Given text ::
• • •
Well, there's truth to that statement, of course. However, I would submit that the vast ocean of concert band literature is written (perhaps 98% of it) for the educational market, which usually has an decent sized sea of clarinet players to shuttle off to the harmony clarinet chairs.
I'm an Air Force brat -- father was in the AF and we shuttled around all over the place -- this also means that I attended 5 different high schools.
All the high schools I attended had obscenely large bands. One was even so large that they had two "levels" -- something like "pops" and "symphonic", IIRC. Heck, my graduating class had 250 students.
Amusingly, in the school with the two bands, there was one bari sax player: me. My part was deemed important enough that I was in both of the bands. And jazz ensemble. And marching band.
So, when you've got around 30 or so clarinet players, you need to find something for them to do. In the case of the schools I'm referencing, they stuck 2-3 people on bass clarinet (one of who was me, for awhile), 2 people on alto clarinet and one brave soul on the Leblanc paperclip contrabass discovered in the storage closet (that was me, as well: I just thought the horn was kewl).
• • •
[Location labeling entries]
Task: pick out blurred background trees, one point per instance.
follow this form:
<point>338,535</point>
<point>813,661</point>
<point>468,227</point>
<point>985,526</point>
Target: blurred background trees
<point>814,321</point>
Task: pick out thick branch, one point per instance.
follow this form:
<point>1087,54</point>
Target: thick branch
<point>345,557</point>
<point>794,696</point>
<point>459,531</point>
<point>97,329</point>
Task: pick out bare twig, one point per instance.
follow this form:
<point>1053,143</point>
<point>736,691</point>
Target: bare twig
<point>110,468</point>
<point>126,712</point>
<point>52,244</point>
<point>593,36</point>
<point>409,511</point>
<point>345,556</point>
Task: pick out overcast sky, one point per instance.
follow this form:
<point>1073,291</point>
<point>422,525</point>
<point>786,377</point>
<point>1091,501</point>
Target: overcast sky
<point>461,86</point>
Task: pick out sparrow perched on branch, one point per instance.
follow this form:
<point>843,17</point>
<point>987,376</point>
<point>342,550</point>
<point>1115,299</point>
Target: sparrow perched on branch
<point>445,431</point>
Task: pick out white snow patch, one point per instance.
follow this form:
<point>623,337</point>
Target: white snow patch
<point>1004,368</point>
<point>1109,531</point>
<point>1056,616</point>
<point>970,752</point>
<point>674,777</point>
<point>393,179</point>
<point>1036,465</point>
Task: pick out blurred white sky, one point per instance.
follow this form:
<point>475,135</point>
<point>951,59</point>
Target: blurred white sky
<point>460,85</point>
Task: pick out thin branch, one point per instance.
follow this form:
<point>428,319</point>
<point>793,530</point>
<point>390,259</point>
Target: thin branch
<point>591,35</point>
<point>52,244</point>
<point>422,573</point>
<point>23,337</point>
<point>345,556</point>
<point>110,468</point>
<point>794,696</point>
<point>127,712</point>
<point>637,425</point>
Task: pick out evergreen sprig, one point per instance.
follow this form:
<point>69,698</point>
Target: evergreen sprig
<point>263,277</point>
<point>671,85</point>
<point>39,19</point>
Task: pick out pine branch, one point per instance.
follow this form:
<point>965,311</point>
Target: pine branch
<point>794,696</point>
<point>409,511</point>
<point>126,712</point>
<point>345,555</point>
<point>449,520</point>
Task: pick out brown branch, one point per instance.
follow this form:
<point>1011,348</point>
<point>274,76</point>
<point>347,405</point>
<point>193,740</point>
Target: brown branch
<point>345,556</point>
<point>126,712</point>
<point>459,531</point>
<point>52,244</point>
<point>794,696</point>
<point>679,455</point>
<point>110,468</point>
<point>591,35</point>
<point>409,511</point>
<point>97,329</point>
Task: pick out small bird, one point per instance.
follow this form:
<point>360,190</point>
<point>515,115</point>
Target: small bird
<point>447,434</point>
• • •
Tasks and exercises ::
1. Identify each line of the entries that contains the string "evergreen" and copy those lines. Case counts.
2. Pick up the post about high school concert bands and their clarinet players, and continue it after its final sentence.

Answers below ::
1.
Task: pick out evergreen sprig, one point per instance.
Target: evergreen sprig

2.
(My high school playing career was Bb clarinet, bass clarinet, bari sax, tenor sax, contrabass clarinet and then back to bari sax.)
As an aside, it was interesting that we didn't have anyone playing Eb soprano clarinet. We had two of 'em in storage. No one wanted to try, I guess -- which is the reason I started playing bari ("No one wants to play something that big! It's too heavy to carry home!"). No contralto clarinets around. Never saw a basset horn in our storage room, but there were scary brasses with four bells.
However, I attended large schools. Small school? Let's use my wife's school she teaches at, as an example. They have two trumpet players, a trombone player, flute, oboe, couple clarinet players couple alto sax players and a couple percussionists.
Challenging instrumentation to score for. I also think that the school owns ... a trumpet.
Anyhow, what Terry says is very correct: there is little to no call for "professional" alto clarinet players. Occasionally, someone will get a call to play contrabass or contralto clarinet -- I've seen concerts with these beasties -- but you're gonna get way more work with a bass clarinet or a Bb/A soprano.
So,
* I agree: most orchestration for alto clarinet is for "educational purposes only"; i.e. just "in case" you have people playing 'em -- and you'd have people playing 'em if you have a large band with a well-stocked storage closet (hey, the tenors I used were school-owned Mark VIs and a Martin Committee).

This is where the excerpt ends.